What you will do —
#1 According to the article on Seated Tai Chi, at what event was Dr. Guo's Tai Chi performed?
#2 Quote the article on Seated Tai Chi between "His research was" and "for the disabled.", inclusive.

Tai Chi is an ancient Chinese martial art and, as a slow movement technique, is used for both self-defense and improved health. It is traditionally practiced in a standing position with gentle circular motions that move the joints and muscles through full range of motion.
In 2008, Dr. Zibin Guo, a medical anthropologist at University of Tennessee Chattanooga collaborated with four other medical professionals at UT Chattanooga and Sisken Hospital for Physical Rehabilitation in Chattanooga to study the benefits of Tai Chi for the physically disabled.
His research was kindled by findings that showed exercise to be an important part of psychological and physical improvement for people with disabilities. The studies also indicated that inconvenient exercise classes, inaccessible facilities, financial limits, unsuitable exercise regimens and lack of motivation restricted exercise for the disabled.
Dr. Guo was a Tai Chi master and had years of experience working in rehabilitation medicine. The results of his research showed significant positive results that a simple form of Tai Chi could have in aiding with mobility and pain reduction in the disabled.
Seated Tai Chi was developed with two forms. Four moves for back pain and four moves for neck and shoulder pain were patterned according to the muscle groups involved in each type of pain. This type of Tai Chi requires less stamina and is not concerned with balance, contributing to a more relaxed session. There is less stress on the spine allowing easier rotation to promote upper body strength.
Learning the moves is easy and, since they only require a small amount of space, can be practiced in many convenient settings. They can also be used in the standing position for those who have been able to progress from a sitting position.
The clinical research showed that Seated Tai Chi is very effective in helping rehabilitation from pain and other health issues. As with traditional Tai Chi, it has also been shown to decrease stress and improve mental well being and there is no evidence that the exercise causes any harm.
Dr. Guo’s Tai Chi was performed during the 2008 Beijing Paralympics Cultural Festival. As a result, the China Federation for People with Disabilities has made it a policy to promote Seated Tai Chi in all programs that provide disabled services.
In the United States, University of Tennessee Chattanooga is now offering certification to any therapists interested in using seated/wheelchair Tai Chi in the rehabilitation of people with physical limitations due to injuries or chronic health conditions.

Stored entries:
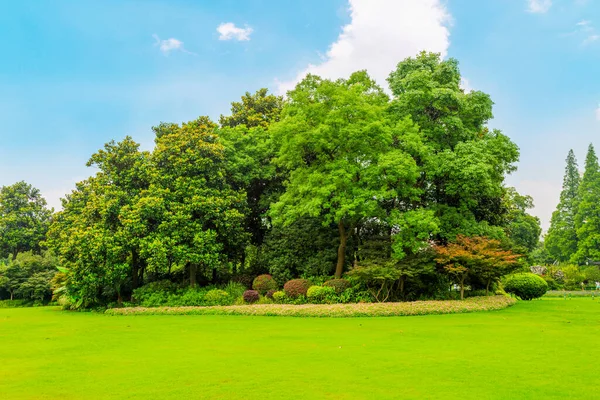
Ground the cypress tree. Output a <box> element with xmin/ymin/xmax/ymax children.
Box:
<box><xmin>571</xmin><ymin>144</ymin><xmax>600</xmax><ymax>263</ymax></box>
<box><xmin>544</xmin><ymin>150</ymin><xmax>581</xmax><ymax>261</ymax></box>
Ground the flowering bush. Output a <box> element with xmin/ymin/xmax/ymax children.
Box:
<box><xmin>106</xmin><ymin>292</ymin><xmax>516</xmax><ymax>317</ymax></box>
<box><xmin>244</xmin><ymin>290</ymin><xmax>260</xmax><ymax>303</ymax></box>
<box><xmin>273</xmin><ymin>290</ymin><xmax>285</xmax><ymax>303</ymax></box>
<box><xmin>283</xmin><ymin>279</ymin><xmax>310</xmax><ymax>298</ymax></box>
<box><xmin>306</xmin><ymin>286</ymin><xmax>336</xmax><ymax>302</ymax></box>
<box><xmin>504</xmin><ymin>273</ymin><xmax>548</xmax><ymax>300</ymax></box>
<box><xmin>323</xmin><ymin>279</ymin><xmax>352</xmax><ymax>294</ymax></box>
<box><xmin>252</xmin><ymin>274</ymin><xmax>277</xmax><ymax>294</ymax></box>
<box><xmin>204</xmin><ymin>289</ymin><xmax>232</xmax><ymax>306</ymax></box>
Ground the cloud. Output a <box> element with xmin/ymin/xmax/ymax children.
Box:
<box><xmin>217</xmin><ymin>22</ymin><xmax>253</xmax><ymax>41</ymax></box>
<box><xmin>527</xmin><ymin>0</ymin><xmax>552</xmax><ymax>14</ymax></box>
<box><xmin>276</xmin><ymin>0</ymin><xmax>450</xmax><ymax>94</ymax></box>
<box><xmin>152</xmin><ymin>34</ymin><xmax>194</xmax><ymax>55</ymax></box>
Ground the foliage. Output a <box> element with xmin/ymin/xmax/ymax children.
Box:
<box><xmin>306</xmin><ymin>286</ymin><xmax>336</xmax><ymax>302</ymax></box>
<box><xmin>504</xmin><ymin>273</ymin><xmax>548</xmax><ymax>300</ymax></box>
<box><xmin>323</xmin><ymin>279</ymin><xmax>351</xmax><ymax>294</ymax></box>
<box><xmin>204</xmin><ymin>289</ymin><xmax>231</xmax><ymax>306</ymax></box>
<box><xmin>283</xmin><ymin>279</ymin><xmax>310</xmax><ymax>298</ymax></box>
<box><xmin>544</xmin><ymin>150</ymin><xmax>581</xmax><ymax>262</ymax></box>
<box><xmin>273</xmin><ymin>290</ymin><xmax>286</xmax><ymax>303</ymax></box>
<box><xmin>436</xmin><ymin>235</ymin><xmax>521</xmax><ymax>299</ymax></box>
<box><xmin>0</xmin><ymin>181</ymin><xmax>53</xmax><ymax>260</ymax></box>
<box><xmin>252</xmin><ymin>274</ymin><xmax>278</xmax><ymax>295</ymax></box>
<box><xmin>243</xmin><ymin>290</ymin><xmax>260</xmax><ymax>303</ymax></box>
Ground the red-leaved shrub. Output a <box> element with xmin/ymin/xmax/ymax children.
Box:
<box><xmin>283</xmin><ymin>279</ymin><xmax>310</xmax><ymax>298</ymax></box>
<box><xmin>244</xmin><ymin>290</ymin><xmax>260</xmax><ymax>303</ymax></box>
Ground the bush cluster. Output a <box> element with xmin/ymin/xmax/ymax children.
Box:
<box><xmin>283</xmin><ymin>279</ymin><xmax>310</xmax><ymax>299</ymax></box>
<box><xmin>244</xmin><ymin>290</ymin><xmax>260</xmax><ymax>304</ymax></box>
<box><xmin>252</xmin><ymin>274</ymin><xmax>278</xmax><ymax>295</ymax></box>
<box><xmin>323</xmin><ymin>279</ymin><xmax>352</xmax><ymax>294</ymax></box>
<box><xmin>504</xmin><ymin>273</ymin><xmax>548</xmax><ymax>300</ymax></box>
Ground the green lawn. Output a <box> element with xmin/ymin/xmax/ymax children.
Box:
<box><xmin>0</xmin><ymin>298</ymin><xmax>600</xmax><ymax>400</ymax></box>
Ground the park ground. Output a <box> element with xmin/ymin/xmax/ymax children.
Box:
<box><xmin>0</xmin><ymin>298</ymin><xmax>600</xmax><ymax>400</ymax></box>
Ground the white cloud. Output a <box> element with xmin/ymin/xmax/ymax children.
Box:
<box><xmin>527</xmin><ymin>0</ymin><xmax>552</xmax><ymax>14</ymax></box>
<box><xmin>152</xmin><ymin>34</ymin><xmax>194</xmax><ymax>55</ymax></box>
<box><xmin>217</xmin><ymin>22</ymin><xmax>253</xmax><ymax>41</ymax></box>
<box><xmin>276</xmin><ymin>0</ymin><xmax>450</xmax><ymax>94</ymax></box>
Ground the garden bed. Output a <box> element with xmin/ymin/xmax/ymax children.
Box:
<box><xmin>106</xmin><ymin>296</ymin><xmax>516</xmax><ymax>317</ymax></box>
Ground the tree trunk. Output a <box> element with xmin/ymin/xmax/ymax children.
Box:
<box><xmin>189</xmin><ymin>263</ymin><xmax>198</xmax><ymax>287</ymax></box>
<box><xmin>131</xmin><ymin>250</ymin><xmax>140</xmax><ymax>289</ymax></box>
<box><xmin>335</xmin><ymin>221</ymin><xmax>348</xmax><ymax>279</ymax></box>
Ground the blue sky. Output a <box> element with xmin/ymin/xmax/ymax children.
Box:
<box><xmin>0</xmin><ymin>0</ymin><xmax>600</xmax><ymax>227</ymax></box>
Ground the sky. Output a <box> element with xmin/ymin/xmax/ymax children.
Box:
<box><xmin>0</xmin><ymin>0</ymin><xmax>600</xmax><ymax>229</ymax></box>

Responses —
#1 The 2008 Beijing Paralympics Cultural Festival

#2
His research was kindled by findings that showed exercise to be an important part of psychological and physical improvement for people with disabilities. The studies also indicated that inconvenient exercise classes, inaccessible facilities, financial limits, unsuitable exercise regimens and lack of motivation restricted exercise for the disabled.